THE INPUT

☆ ☆ ☆ ☆ ☆

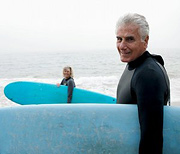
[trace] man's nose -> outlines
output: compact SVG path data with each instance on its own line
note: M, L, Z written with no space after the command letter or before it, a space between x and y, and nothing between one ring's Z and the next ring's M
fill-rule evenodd
M119 45L118 45L119 49L120 50L124 50L124 49L127 49L127 44L124 40L122 40Z

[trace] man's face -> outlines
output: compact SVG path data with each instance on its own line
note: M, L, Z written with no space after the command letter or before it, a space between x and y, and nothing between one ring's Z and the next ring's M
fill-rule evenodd
M141 56L147 48L147 36L144 41L141 40L139 27L134 24L120 26L117 30L117 49L122 62L131 62Z

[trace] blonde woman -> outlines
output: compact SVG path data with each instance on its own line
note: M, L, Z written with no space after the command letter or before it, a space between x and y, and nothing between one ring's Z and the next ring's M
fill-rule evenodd
M65 85L68 86L68 99L67 103L71 103L72 100L72 94L73 94L73 88L76 86L74 79L73 79L73 70L70 66L63 68L63 80L61 83L58 83L57 86Z

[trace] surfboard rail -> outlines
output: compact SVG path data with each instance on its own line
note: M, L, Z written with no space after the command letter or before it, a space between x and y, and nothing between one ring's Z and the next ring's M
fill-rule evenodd
M2 154L138 153L136 105L26 105L0 108L0 117ZM164 107L163 130L163 154L179 154L179 107Z

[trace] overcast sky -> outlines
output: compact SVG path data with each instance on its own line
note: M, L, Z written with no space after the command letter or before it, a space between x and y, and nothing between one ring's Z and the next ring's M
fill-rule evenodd
M114 49L128 12L147 18L149 48L180 49L179 0L0 0L0 52Z

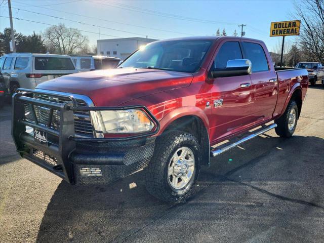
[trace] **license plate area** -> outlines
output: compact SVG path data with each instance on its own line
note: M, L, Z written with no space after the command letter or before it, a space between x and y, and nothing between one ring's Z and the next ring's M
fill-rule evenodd
M34 129L34 140L38 143L47 146L47 133L38 129Z

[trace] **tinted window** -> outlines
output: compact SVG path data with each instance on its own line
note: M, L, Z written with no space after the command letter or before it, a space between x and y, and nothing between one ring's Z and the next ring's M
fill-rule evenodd
M35 57L36 70L74 70L70 58L62 57Z
M107 69L108 68L114 68L119 63L119 60L105 59L94 59L95 61L95 69Z
M241 59L242 53L237 42L225 43L218 51L215 59L214 67L224 68L226 67L229 60Z
M140 48L118 67L150 68L194 72L212 44L211 40L169 40Z
M5 58L3 57L2 58L0 58L0 70L2 69L4 62L5 62Z
M250 42L242 43L246 58L252 63L252 72L269 70L268 61L261 45Z
M29 58L28 57L18 57L16 58L15 63L15 69L23 69L26 68L28 65Z
M14 59L13 57L7 57L5 61L5 64L4 64L3 70L9 70L10 66L11 66L11 63Z
M91 59L90 58L81 58L81 59L80 59L80 66L82 69L89 69L90 68Z

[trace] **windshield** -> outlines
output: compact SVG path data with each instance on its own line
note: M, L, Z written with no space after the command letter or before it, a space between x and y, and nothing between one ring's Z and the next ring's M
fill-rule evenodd
M212 40L170 40L141 47L118 68L160 69L195 72Z
M316 69L317 68L317 63L307 63L305 62L302 62L298 63L296 66L296 67L301 67L303 68L310 68Z

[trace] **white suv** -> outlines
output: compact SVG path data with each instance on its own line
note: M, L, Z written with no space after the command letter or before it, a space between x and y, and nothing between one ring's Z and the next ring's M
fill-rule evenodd
M12 53L0 58L0 71L6 93L12 95L19 88L33 89L41 83L77 70L69 56Z

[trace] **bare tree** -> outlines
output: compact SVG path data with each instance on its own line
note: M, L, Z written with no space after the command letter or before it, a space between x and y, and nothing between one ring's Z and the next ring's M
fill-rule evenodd
M299 46L305 59L324 62L324 1L295 3L295 16L301 20Z
M81 34L77 29L67 28L64 24L49 27L43 36L50 48L55 48L60 54L71 54L85 50L88 46L88 37Z
M280 63L281 56L281 49L282 47L282 38L278 38L277 40L277 43L275 45L272 47L271 58L272 61L274 62L276 64ZM291 40L285 40L285 45L284 45L284 57L282 58L282 63L285 63L286 58L287 54L289 52L292 46L292 42Z

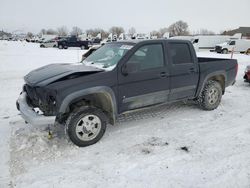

☆ ☆ ☆ ☆ ☆

Lay out all of the data above as a Markdown table with the columns Row and Line, giving each non-blank line its own numbered row. Leave the pictures out.

EXPECTED ANSWER
| Row | Line |
|---|---|
| 1 | [trace] man's nose -> outlines |
| 2 | output: compact SVG path data with each instance on its own line |
| 3 | note: M, L, Z written with no space after the command letter or before it, a space between x and y, and nothing between one ring's Z and the next ring's M |
| 4 | fill-rule evenodd |
| 5 | M119 45L118 45L119 49L120 50L124 50L124 49L127 49L127 44L124 40L122 40Z |
| 6 | [trace] man's face -> outlines |
| 7 | output: compact SVG path data with each instance on its own line |
| 8 | note: M, L, Z written with no space after the command letter or before it, a space between x and y, and nothing between one ring's Z and the next ring's M |
| 9 | fill-rule evenodd |
| 10 | M141 56L147 48L147 36L144 41L141 40L139 27L134 24L120 26L117 30L117 49L122 62L131 62Z |
| 11 | [trace] blonde woman -> outlines |
| 12 | output: compact SVG path data with each instance on its own line |
| 13 | note: M, L, Z written with no space after the command letter or before it, a space between x and y, and nothing between one ring's Z and the next ring's M |
| 14 | fill-rule evenodd |
| 15 | M65 85L68 86L68 99L67 103L71 103L72 100L72 94L73 94L73 88L76 86L74 79L73 79L73 70L70 66L63 68L63 80L61 83L58 83L57 86Z |
| 16 | [trace] surfboard rail -> outlines |
| 17 | output: compact SVG path data with each instance on its own line |
| 18 | note: M, L, Z written with no space after the command letter or before it, a space between x and y, and nothing between one ring's Z and the next ring's M |
| 19 | fill-rule evenodd |
| 20 | M2 154L138 153L136 105L26 105L0 108L0 117ZM164 107L163 130L163 154L179 154L179 107Z |
| 21 | [trace] overcast sky -> outlines |
| 22 | output: compact SVG path data with each instance on its own line |
| 23 | note: M, L, Z written with no space after the command letter or before it, a space between x and y, and nothing between one ring's Z and the next ring's M |
| 24 | fill-rule evenodd |
| 25 | M114 49L128 12L147 18L149 48L180 49L179 0L0 0L0 52Z |
| 26 | [trace] **license plate area** -> outlines |
| 27 | output: compact SVG path data with each instance on its own line |
| 28 | note: M, L, Z written with no space after the command letter or before it, a space between x and y, and nothing between one ring's Z and the next ring's M |
| 29 | fill-rule evenodd |
| 30 | M34 129L34 140L38 143L47 146L47 133L38 129Z |
| 31 | [trace] **tinted window** -> outlines |
| 32 | output: compact SVG path data with each instance on its own line |
| 33 | note: M, L, Z written with no space after the command letter or before it, a space between x and y, and nothing between one ring's Z and the next ring's M |
| 34 | fill-rule evenodd |
| 35 | M35 57L36 70L74 70L70 58L62 57Z |
| 36 | M107 69L108 68L114 68L119 63L119 60L105 59L94 59L95 61L95 69Z |
| 37 | M241 59L242 53L237 42L225 43L218 51L215 59L214 67L224 68L226 67L229 60Z |
| 38 | M140 48L118 67L150 68L194 72L212 44L211 40L169 40Z |
| 39 | M5 58L3 57L2 58L0 58L0 70L2 69L4 62L5 62Z |
| 40 | M250 42L242 43L246 58L252 63L252 72L269 70L268 61L261 45Z |
| 41 | M29 58L28 57L18 57L16 58L15 63L15 69L23 69L26 68L28 65Z |
| 42 | M14 59L13 57L7 57L5 61L5 64L4 64L3 70L9 70L10 66L11 66L11 63Z |
| 43 | M91 59L90 58L81 58L81 59L80 59L80 66L82 69L89 69L90 68Z |
| 44 | [trace] **windshield** -> outlines |
| 45 | output: compact SVG path data with each instance on its own line |
| 46 | note: M, L, Z written with no space after the command letter or before it, a space between x and y, and nothing between one ring's Z and the next ring's M |
| 47 | fill-rule evenodd |
| 48 | M212 40L170 40L141 47L118 68L160 69L195 72Z |
| 49 | M316 69L317 68L317 63L307 63L305 62L302 62L298 63L296 66L296 67L301 67L303 68L310 68Z |
| 50 | [trace] **white suv** -> outlines |
| 51 | output: compact SVG path data with each instance on its own line |
| 52 | note: M, L, Z written with no space after the command letter or before it, a space between x and y, and nothing between one ring's Z and the next ring's M |
| 53 | fill-rule evenodd |
| 54 | M12 53L0 58L0 71L6 93L12 95L19 88L33 89L41 83L77 70L69 56Z |
| 55 | [trace] **bare tree** -> outlines |
| 56 | output: compact SVG path data with each instance on its own line |
| 57 | note: M, L, Z written with no space after the command letter or before it, a space between x and y, and nothing between one ring's Z and the next ring's M |
| 58 | fill-rule evenodd |
| 59 | M299 46L305 59L324 62L324 1L295 3L295 16L301 20Z |
| 60 | M81 34L77 29L67 28L64 24L49 27L43 36L50 48L55 48L60 54L71 54L85 50L88 46L88 37Z |
| 61 | M280 63L281 56L281 49L282 47L282 38L278 38L277 40L277 43L275 45L272 47L271 58L272 61L274 62L276 64ZM291 40L285 40L285 45L284 45L284 57L282 58L282 63L285 63L286 58L287 54L289 52L292 46L292 42Z |